Page extract:
◇ ◇ ◇ ◇ ◇

US 3998421 A
An adjustable holder for an auxiliary article related to an artist's easel, as a sketch being copies by the artist. A first rod attaches to the easel and extends horizontally therefrom. A second rod attaches to the first rod and extends vertically therefrom. A cross-member at the upper extremity of the second rod supports the sketch.
1. In combination with an artist's easel (1) having a lower horizontal member (5), a sketch holder, comprising;
a. a fitment (10) having a horizontal slit first aperture (11)
to engage said lower horizontal member (5)
and a second aperture (12) having first clamping means (18),
b. a first horizontal elongated member (15) having an axis and being disposed within said second aperture,
clampable by said first clamping means, and having a third aperture (21) at an angle to the axis of said first elongated member at one extremity thereof,
said third aperture having second clamping means (23),
c. a second vertical elongated member (26), being disposed within said third aperture and clampable by said second clamping means, and
d. a third horizontal elongated member (27) affixed to the top extremity of said second elongated member at essentially a right angle,
whereby a substantially planar sketch can be supported against said second and third elongated members at a selectable distance and inclination to said easel.

◇ ◇ ◇ ◇ ◇

Data provided:

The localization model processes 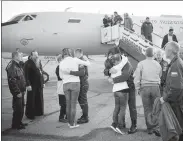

◇ ◇ ◇ ◇ ◇

To do:
1/ According to the patent text, what is attached to the top end of the second vertical elongated member?
2/ Echo everything in the patent text from "1. In combination" down to "first aperture (11)".
Work only from the patent text.

Responses to the tasks:
1/ A third horizontal elongated member, attached at essentially a right angle.

2/
1. In combination with an artist's easel (1) having a lower horizontal member (5), a sketch holder, comprising;
a. a fitment (10) having a horizontal slit first aperture (11)